* [Record set]:
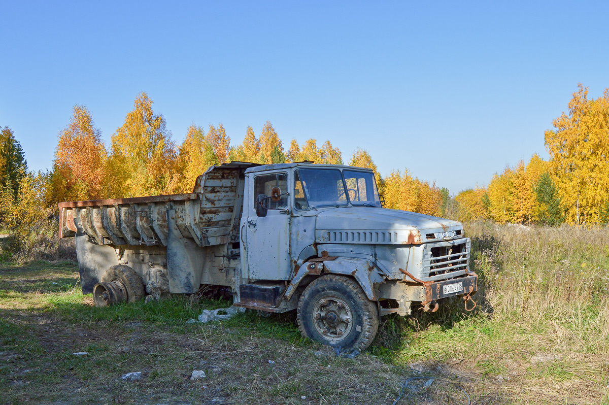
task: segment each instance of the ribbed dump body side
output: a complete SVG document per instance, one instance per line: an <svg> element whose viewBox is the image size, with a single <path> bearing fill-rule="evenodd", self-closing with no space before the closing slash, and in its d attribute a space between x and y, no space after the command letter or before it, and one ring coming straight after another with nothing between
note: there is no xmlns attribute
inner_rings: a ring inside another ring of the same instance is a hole
<svg viewBox="0 0 609 405"><path fill-rule="evenodd" d="M99 245L166 246L167 216L183 238L199 246L239 240L244 175L250 164L212 166L193 192L59 204L60 238L81 229Z"/></svg>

* [Written instruction]: Reproduce every line of the records above verbatim, omitting the pictures.

* [Full response]:
task: segment each instance of the ribbed dump body side
output: a complete SVG document per instance, one instance per line: an <svg> element whose viewBox is the image size, with a single <path> bearing fill-rule="evenodd", self-closing with no space before the closing slash, and in its d attribute a space between x and y, no space after the command letter or before it, and one ring coming straight after another with nothing between
note: there is no xmlns attribute
inner_rings: a ring inside another ring of the same instance is a hole
<svg viewBox="0 0 609 405"><path fill-rule="evenodd" d="M99 245L166 246L167 216L183 238L199 246L239 240L244 175L250 164L212 166L193 192L59 204L60 238L81 229Z"/></svg>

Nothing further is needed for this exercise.